Task objective –
Print the lines below word for word, leaving out the pictures.

**** Extracted records

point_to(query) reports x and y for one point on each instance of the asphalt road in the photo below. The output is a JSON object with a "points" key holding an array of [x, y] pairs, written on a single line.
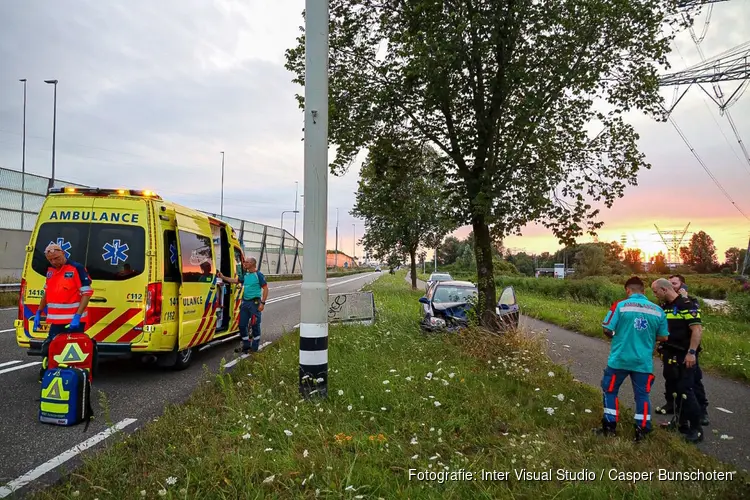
{"points": [[134, 391], [586, 358]]}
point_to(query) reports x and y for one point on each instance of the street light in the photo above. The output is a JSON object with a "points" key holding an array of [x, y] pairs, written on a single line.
{"points": [[54, 130], [222, 184], [23, 156]]}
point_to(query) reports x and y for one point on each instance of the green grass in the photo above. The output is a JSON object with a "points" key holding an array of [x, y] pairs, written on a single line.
{"points": [[725, 342], [382, 419]]}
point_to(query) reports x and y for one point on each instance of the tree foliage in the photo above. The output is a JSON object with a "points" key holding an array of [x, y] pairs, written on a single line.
{"points": [[400, 198], [700, 254], [506, 90]]}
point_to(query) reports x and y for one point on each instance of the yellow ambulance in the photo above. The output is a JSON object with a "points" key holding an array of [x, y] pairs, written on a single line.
{"points": [[153, 266]]}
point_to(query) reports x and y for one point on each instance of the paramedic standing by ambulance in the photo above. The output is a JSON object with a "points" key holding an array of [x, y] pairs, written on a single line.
{"points": [[634, 325], [67, 291], [254, 297]]}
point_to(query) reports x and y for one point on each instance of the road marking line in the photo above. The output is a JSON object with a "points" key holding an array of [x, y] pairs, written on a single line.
{"points": [[60, 459], [235, 361], [27, 365]]}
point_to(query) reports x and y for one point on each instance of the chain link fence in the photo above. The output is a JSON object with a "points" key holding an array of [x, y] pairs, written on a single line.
{"points": [[22, 196]]}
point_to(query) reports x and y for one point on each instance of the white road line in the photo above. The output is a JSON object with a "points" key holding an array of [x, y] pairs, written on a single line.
{"points": [[27, 365], [60, 459], [230, 364]]}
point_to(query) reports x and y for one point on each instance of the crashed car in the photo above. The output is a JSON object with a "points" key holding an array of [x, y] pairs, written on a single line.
{"points": [[446, 304], [436, 278]]}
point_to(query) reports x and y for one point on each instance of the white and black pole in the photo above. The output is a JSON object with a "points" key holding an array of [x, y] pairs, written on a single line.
{"points": [[313, 331]]}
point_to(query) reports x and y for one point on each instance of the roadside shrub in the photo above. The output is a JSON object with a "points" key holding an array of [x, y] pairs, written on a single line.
{"points": [[739, 305]]}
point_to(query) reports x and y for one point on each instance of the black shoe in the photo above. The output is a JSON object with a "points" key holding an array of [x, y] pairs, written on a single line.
{"points": [[640, 434], [667, 409], [704, 418], [674, 426], [693, 436]]}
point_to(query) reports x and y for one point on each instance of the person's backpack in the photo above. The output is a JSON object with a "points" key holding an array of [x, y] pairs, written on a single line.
{"points": [[74, 350], [66, 397]]}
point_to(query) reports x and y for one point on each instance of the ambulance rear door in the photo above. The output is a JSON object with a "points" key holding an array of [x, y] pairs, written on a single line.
{"points": [[197, 307], [118, 263], [55, 224]]}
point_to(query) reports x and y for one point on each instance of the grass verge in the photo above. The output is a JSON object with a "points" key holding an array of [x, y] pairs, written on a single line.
{"points": [[726, 342], [399, 402]]}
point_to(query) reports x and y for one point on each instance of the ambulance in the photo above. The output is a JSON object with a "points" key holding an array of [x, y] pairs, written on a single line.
{"points": [[153, 266]]}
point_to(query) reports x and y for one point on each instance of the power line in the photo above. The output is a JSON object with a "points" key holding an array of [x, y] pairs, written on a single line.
{"points": [[695, 153]]}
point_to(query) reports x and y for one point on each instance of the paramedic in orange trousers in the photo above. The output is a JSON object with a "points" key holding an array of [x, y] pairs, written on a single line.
{"points": [[67, 291]]}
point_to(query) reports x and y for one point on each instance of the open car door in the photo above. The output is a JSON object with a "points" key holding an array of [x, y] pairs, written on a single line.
{"points": [[507, 308], [198, 288]]}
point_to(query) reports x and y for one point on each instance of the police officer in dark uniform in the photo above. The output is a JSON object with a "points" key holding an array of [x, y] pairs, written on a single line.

********

Solution below –
point_to(query) reports x and y for one point on each instance of the asphalt road in the photo below. The output is a JSON object with a "points" key holding an array of [x, y] pairs, written on a single line.
{"points": [[134, 391], [586, 358]]}
point_to(query) reports x and y for one point on each instance of the street light in the photo above. The output is a JSON object with a "points" key holding an array of [x, y] pairs, written on a single line.
{"points": [[54, 130], [222, 184], [23, 156]]}
point_to(query) reports x and y for one point on each instance of the green grass in the photo above. The output is a JSON object with a "points" key holding an array of [x, y] pairs, written on a single line.
{"points": [[725, 342], [382, 419]]}
point_to(query) reports x and y for one point on each instance of the tree foliage in the photo above. The output is a JSON object with a "points" key holding an array of [x, y] pairs, written on a single line.
{"points": [[400, 198], [700, 254], [506, 90]]}
point_to(query) reports x and y for one point on each instance of the yellow ambulance in the photo above. The output is a JSON object with a "points" key holding an array of [x, y] pairs, written on a single line.
{"points": [[153, 266]]}
point_to(query) reports x and y for one point on each instance of the paramedic standing by ambulance in the photo above. The output is a JSON object with a "points" key holding an array of [x, y] pairs, written on a single line.
{"points": [[634, 325], [67, 291], [254, 297]]}
point_to(query) reports x and y for one point on each instance of the road marking line in the photo above. The output is a JSON object with a "points" key holding an array of [x, y] pairs, written on a single line.
{"points": [[60, 459], [235, 361], [27, 365]]}
point_to(query) reports x and y for one point on each instance of the chain link fence in the photo above. The output is a JSON object with a "points" key holding an array of [x, y] pairs, written on a single line.
{"points": [[22, 196]]}
point_to(query) reports x and y for one point on each instance of the white road line in the photo above. The output is a JSON object with a "points" key holding an array of [x, y] pairs, written on a single line.
{"points": [[27, 365], [60, 459], [230, 364]]}
point_to(query) reports x and y for one point on each instance of the crashed car in the photo above. The output is a JSON object with a "points" key holding an array of [x, y] pairs, written on a single line.
{"points": [[446, 304], [436, 278]]}
point_to(query) reports x and y for one point on each instance of the white and black pole in the photo above. The output is a JSON object with a "points" key holding an array of [x, y] pairs, written on a single line.
{"points": [[313, 331]]}
point_to(query) reports x and y for one point on each instance of the roadside shrub in the photo above. The output is a JSON object with a "points" key holding an array of [x, y] pairs, written on a single line.
{"points": [[739, 305]]}
point_to(query) reports x and y for one point on each instance of the black shoe in the photo above. The output is a JSON object with a "points" key holding an array of [x, y] pairs, written on a single line.
{"points": [[640, 434], [667, 409], [704, 418], [674, 426], [693, 436]]}
point_to(query) reports x and y for one point on each instance of the person's backpack in the photo above. The output is a JSON object with a "points" key holding an array of [x, y] pairs, written on a single line.
{"points": [[74, 350], [66, 397]]}
point_to(query) reports x and y for one point on each instance of the ambulance rear door in the photo above. The output is a JSON object with a "points" key holding an array of [x, y] pairs, written on a single line.
{"points": [[197, 307], [118, 263], [55, 224]]}
point_to(query) reports x and y for one point on each instance of the grass verge in the photo above. The output is a JSON object with a "points" key holding an array of [x, y] pairs, written on a single line.
{"points": [[726, 342], [399, 402]]}
point_to(query) reports x and y for one point on each instance of the ambulance in the photo above. The output is a JSON object with a "points" key holding an array of [x, y] pairs, written on a single line.
{"points": [[153, 266]]}
point_to(query) reports x and y for one point on each instance of the power line in the photo above. The output is a JSON object with a "points" key holding an array of [x, y] pairs, written on a single line.
{"points": [[695, 153]]}
point_to(query) reports x and y for one point on each instance of the paramedic in orange trousers in the photo above. The output is a JSON object with a "points" key holding an array of [x, y] pairs, written on a single line.
{"points": [[67, 291]]}
point_to(query) reports x and y for one point on each instance of the open car door in the photo above. The output is a JSON object with a "points" key holding an array of [x, y] pairs, written on a single line.
{"points": [[507, 308], [198, 288]]}
point_to(query) reports x and y for one point on each instance of the police officer in dark uniform in the photo above. The output is a JSON object with a "points" key holding an array of [x, y] pairs, written on a single line.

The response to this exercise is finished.